*Given exercise A*
According to the passage about "First of the Year (Equinox)", who directed the song's music video?

Single by Skrillex

from the EP More Monsters and Sprites
- Released: June 7, 2011
- Recorded: 2011
- Genre: Dubstep
- Length: 4:22
- Label: Big Beat
- Songwriter: Skrillex
- Producer: Skrillex

Skrillex singles chronology
| "Get Up!" (2011) | "First of the Year (Equinox)" (2011) | "Ruffneck (Full Flex)" (2011) |

Music video
- "First of the Year (Equinox)" on YouTube

= First of the Year (Equinox) =

2011 single by Skrillex

"First of the Year (Equinox)" is a song by American electronic music producer Skrillex. It was released on June 7, 2011, as the lead single from his third EP, More Monsters and Sprites. The song has since become a moderate commercial success, peaking within the charts of the United States, Australia, Canada, Norway and Sweden. A music video directed by Tony Truand, produced by HK Corp, premiered on August 10, 2011, and was nominated at the 54th Grammy Awards for Best Short Form Music Video. The music video was nominated for the MTV Video Music Award for Best Electronic Dance Music Video and it won the award for Best Visual Effects in a Video at 2012 MTV Video Music Awards.

*Listing*

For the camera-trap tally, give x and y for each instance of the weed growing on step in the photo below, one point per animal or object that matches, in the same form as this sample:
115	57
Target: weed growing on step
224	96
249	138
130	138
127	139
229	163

*Given exercise B*
Rewrite the records, changing "weed growing on step" to "plant sprouting from stair" everywhere and leaving everything else the same.

*Task result A*
Tony Truand directed the music video.

*Task result B*
For the camera-trap tally, give x and y for each instance of the plant sprouting from stair in the photo below, one point per animal or object that matches, in the same form as this sample:
115	57
Target: plant sprouting from stair
224	96
249	138
130	138
127	139
229	163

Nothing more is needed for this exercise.